Requirements
Continue the article about the startup Helios and its carbon-free method for producing oxygen and iron, picking up after its final sentence.

Helios, based in Israel, discovered the new method while developing an approach to generate oxygen from regolith, the rocky covering on the moon. They were focused on developing this approach because the expense of transporting oxygen to the moon from Earth is one of the biggest challenges to moon landing.


On Earth, the simplest way to separate oxygen from iron oxide is to use carbon, which creates vast pollution. However, because there’s little carbon on the moon, the team “needed to throw everything out and come up with a completely new concept,” Geifman said.


For proprietary reasons, the startup declined to describe the details of the chemical process that happens in its new reactor to, however, at its core, the approach substitutes another material for carbon. As they began testing it to produce oxygen, Geifman and his team realized that they were also producing a lot of iron: 10 times more than they originally estimated. Another process was going on inside the reactor.


“I think we disassembled and reassembled the furnace 20 times to try and understand what was going on,” Geifman told Fast Company.

After realizing their approach was an efficient way to produce iron, they reached out to experts in the steel industry. To their surprise, their technique was completely novel. It eliminates direct emissions, uses half of the energy of the typical burning process, and significantly cuts fossil fuel emissions used in the equipment.

Dataset content
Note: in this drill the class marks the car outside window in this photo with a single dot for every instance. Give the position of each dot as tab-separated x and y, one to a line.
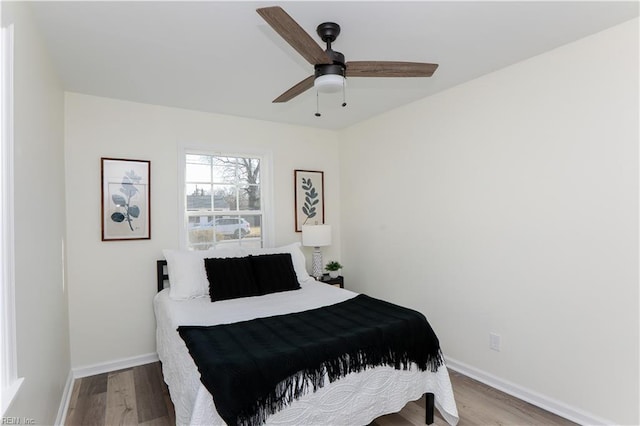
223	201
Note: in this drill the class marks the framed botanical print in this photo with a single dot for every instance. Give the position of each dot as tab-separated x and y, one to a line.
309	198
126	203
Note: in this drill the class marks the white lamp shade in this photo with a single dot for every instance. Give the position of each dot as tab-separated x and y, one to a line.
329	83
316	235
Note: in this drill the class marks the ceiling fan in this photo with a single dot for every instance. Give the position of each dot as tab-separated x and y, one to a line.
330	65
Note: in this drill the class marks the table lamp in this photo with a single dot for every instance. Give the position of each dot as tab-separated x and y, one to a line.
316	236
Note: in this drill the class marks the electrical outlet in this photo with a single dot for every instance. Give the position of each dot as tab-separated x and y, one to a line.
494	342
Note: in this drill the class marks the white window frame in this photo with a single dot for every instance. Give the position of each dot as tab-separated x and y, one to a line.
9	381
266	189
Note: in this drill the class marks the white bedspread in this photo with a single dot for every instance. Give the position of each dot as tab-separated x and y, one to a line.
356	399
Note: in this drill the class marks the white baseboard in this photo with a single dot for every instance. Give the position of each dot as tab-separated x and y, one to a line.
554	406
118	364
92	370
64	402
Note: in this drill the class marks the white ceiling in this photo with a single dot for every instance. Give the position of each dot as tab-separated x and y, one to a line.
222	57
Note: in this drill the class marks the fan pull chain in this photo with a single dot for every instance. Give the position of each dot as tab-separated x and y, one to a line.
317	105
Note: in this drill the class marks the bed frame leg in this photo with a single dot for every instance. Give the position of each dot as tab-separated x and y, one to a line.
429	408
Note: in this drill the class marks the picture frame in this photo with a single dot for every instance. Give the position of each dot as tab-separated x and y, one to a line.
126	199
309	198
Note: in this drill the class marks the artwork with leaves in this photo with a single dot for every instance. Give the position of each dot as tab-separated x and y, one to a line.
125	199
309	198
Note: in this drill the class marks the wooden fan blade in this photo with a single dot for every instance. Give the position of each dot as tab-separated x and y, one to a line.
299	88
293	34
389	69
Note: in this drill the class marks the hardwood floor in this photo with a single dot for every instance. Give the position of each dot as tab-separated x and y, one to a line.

--

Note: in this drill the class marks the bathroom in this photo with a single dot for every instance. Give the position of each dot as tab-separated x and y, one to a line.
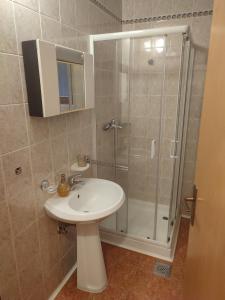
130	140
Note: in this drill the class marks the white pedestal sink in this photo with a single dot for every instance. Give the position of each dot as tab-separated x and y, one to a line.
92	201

Output below
Less expensive than green hydrogen methods, the process developed by Helios can happen inside a direct reduction iron (DRI) furnace, a type of equipment that many steelmakers already have. As reported by Fast Company, if the equipment is converted to use clean energy, emissions can drop to zero. While using hydrogen in steel can’t completely eliminate emissions, it reduces them by as much as 90%. Thus, despite its exorbitance, it can still be helpful.


Like the hydrogen-approach Swedish companies, Helios plans to demonstrate its technology at a larger scale and begin building pilot plants. Their funding comes from At One Ventures, a VC firm founded by former Google X leader Tom Chi. Simultaneously, they are preparing the tech to be used in lunar missions over the next two years, and are preparing to work with some of the biggest steel producers in the world.


Steel is one of the most important and challenging industries to decarbonize. The world may be built by steel, but increasingly, companies are showing that it doesn’t have to run on carbon.